Set exercise. Copy out every line from the one containing "Note: point out the store" down to the one containing "point(270, 218)", both included, and shift each coordinate in the points by -102.

Data for processing.
****
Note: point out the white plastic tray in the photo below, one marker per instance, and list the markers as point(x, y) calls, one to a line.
****
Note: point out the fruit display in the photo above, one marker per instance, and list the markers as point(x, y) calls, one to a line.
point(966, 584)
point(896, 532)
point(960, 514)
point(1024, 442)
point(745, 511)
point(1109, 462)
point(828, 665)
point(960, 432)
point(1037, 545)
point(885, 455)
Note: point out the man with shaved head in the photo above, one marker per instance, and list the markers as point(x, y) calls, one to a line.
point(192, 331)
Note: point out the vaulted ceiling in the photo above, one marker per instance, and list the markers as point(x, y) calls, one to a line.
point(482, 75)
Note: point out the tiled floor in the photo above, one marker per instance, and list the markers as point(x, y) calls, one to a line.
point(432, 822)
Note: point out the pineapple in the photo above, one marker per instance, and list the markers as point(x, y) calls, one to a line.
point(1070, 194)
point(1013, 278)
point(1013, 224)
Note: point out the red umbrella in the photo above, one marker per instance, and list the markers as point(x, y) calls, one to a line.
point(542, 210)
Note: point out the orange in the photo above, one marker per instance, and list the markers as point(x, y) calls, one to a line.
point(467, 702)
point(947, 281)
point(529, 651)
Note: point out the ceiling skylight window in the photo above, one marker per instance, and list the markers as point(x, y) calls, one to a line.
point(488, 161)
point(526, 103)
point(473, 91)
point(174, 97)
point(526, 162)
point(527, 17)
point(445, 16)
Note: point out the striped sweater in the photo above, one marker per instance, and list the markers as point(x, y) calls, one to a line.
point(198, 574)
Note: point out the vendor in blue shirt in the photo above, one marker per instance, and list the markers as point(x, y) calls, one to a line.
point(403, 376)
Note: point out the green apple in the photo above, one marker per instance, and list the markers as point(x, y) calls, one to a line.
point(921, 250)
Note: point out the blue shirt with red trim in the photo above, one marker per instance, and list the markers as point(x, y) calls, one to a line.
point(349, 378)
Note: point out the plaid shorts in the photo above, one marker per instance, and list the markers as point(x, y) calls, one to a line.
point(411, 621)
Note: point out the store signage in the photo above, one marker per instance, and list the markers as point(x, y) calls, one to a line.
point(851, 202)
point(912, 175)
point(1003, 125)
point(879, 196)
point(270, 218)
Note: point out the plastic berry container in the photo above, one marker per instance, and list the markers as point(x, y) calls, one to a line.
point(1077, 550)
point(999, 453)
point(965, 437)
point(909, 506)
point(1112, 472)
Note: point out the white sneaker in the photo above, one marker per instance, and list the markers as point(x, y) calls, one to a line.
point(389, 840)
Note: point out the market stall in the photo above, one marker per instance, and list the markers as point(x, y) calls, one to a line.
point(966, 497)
****
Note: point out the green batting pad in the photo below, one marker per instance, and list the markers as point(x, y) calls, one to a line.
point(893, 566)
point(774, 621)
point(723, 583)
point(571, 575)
****
The solution.
Note: point out the store signage in the photo above, one marker per instance, and list the markers as point(x, y) calls, one to a line.
point(749, 100)
point(810, 73)
point(901, 23)
point(777, 94)
point(168, 116)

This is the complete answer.